- **WORK TASK**: Find the line with "the man's nose" in the records below. Copy it and every line after it, up to and including the line with "of the blazer".

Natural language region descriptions
┌────────
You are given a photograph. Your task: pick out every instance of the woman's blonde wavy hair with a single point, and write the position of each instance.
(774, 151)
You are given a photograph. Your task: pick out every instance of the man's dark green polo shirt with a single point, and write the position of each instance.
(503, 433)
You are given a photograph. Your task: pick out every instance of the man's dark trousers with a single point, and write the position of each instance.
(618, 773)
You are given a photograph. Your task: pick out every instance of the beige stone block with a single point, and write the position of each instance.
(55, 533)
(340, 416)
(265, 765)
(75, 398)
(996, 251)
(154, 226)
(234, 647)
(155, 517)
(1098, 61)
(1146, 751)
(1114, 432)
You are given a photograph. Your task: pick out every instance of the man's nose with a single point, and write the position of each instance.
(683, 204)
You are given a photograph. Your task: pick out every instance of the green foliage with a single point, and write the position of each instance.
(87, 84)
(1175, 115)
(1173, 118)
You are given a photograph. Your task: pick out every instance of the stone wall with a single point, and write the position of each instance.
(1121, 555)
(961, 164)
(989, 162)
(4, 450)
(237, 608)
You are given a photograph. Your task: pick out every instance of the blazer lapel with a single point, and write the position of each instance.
└────────
┌────────
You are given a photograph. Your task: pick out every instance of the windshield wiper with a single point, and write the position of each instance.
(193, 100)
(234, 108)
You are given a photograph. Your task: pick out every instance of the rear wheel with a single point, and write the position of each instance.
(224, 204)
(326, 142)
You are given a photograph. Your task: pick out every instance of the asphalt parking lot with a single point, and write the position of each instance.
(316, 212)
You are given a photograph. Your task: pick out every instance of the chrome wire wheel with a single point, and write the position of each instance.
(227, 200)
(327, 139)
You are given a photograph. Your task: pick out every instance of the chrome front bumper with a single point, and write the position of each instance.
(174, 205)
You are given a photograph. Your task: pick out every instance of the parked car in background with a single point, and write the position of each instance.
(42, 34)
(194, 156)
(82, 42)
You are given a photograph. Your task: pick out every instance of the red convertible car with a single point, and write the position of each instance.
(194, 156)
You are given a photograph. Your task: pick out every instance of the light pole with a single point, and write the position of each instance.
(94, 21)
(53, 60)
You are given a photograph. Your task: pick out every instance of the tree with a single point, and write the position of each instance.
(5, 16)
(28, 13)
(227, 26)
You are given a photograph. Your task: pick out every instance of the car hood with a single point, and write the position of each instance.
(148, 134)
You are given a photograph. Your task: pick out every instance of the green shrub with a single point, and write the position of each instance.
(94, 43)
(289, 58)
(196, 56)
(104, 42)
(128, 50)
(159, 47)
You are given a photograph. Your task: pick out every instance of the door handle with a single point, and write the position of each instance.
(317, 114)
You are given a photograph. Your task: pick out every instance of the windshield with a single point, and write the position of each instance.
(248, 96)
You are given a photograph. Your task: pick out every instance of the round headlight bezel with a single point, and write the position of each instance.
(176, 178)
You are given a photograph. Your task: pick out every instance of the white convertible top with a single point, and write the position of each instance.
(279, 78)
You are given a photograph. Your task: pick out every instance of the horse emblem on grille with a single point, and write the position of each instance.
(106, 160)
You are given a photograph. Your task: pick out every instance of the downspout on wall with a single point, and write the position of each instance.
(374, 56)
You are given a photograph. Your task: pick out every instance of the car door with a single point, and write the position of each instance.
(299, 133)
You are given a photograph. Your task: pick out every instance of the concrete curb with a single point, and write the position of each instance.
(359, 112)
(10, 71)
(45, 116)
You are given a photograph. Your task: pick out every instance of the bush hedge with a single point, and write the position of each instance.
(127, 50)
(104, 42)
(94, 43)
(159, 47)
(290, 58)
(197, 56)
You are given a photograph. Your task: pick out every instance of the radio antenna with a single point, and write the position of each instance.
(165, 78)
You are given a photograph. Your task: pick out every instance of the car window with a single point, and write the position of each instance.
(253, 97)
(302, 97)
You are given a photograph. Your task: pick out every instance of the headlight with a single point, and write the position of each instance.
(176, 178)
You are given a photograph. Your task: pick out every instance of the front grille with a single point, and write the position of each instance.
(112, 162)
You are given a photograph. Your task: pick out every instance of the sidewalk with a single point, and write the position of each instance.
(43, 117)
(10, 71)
└────────
- **ANSWER SECTION**:
You are given a photograph. Your task: pick out every instance of the man's nose with a single point, and write the position of each instance.
(683, 204)
You are given a photograph. Your task: pick out every instance of the green foliage with a single point, and write the position of each instance.
(87, 84)
(1175, 115)
(1173, 118)
You are given a photograph. Your task: pick out every instance of the stone wall with a single point, and write the position of each instance.
(1121, 555)
(961, 164)
(989, 162)
(4, 450)
(237, 608)
You are given a photograph. Your task: pick out every instance of the blazer lapel with a single point, and write the position of each instance.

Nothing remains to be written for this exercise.